#### GIVEN DATA:
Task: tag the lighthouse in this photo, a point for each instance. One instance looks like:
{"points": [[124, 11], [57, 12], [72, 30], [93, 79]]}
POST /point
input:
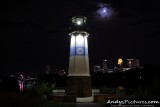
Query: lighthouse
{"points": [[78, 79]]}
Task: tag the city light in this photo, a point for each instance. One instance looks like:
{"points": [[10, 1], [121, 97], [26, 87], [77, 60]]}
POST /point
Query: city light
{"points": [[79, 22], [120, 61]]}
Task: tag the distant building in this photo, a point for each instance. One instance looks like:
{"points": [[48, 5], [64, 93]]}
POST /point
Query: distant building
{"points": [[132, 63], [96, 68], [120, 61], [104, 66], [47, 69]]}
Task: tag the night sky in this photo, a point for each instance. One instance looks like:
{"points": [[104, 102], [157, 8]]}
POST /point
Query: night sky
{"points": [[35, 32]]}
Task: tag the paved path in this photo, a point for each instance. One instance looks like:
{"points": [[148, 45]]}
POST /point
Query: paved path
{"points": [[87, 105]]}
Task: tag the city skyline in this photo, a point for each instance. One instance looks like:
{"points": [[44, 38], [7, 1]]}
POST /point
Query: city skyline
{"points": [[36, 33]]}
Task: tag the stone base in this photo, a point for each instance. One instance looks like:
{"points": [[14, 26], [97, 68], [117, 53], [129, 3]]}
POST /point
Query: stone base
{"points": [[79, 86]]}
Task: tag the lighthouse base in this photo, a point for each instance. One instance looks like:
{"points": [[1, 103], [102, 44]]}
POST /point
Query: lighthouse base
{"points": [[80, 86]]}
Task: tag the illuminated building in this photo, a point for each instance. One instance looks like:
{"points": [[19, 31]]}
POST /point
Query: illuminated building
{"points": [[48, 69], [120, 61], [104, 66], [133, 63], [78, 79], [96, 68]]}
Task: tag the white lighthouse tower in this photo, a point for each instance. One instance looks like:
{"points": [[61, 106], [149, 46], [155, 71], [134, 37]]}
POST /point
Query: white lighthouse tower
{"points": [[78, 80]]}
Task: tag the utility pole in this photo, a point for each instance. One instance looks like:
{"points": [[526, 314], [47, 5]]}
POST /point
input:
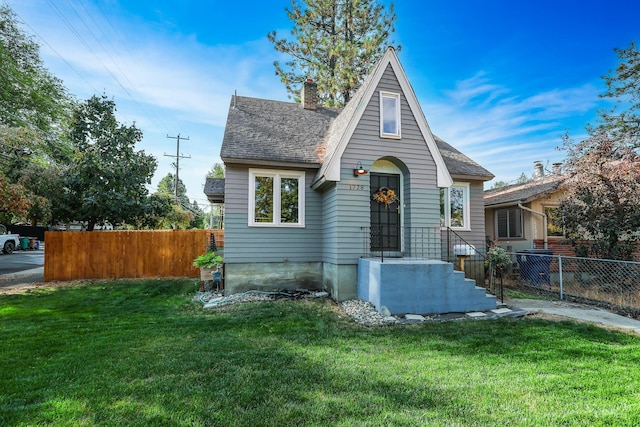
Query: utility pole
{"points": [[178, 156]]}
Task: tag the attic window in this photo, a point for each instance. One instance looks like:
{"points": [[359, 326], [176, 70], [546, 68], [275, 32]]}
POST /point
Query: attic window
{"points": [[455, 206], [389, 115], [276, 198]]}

--

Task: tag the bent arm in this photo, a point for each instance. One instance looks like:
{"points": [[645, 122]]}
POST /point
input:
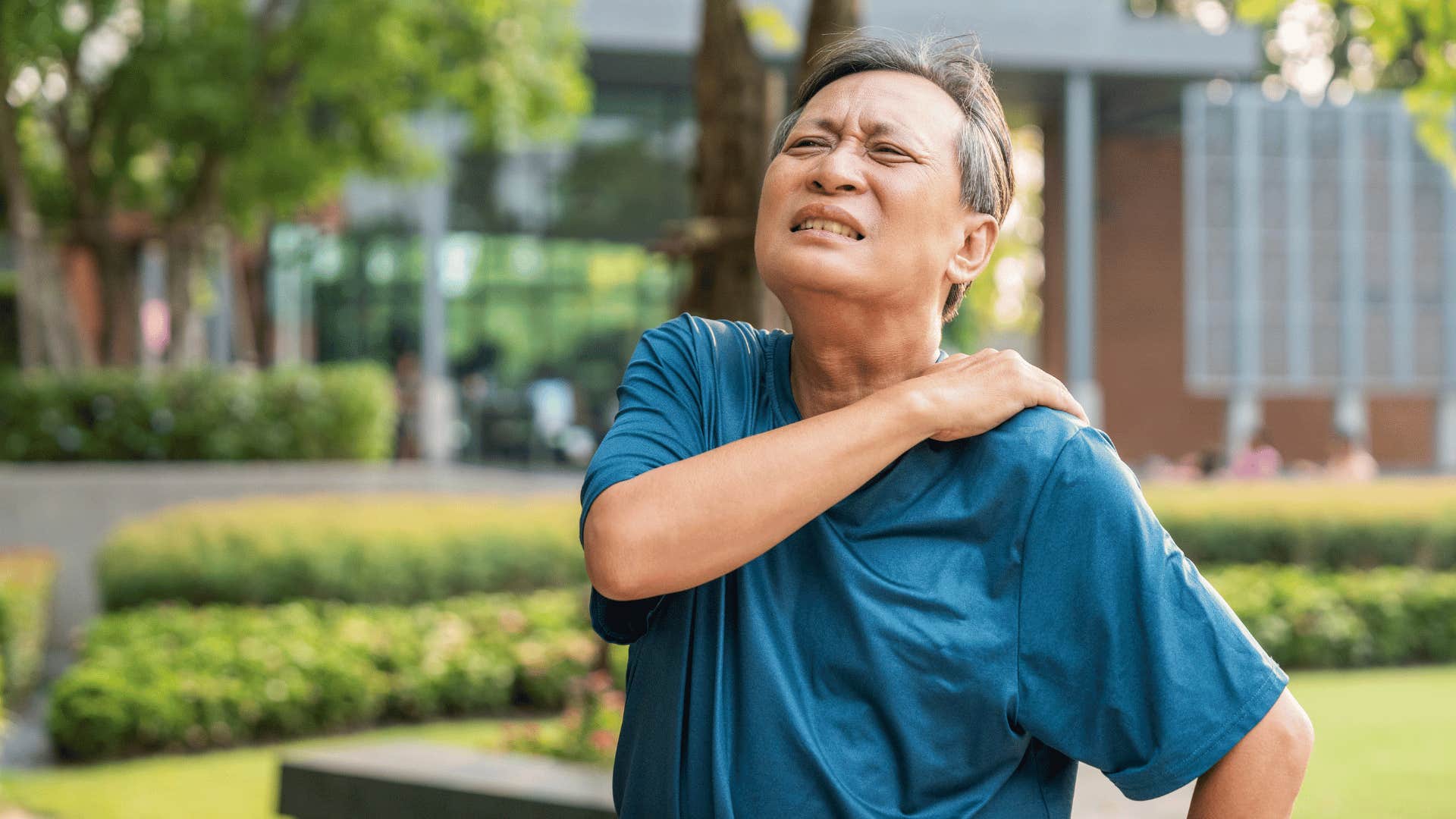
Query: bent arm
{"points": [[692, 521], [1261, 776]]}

#### ASSIGNMENT:
Skipping every picture, transcribe exactly the lines above from the one containing "Task: tag the lighthouse in" through the one containing "Task: tag the city light", both included.

#### SOLUTION TO THE EXERCISE:
Task: tag the lighthouse in this photo, a point for each instance. One instance looks like:
{"points": [[124, 11], [57, 12], [72, 30], [93, 79]]}
POST /point
input:
Query: lighthouse
{"points": [[78, 79]]}
Task: tag the city light in this photo, a point for each instance. One instance looks like:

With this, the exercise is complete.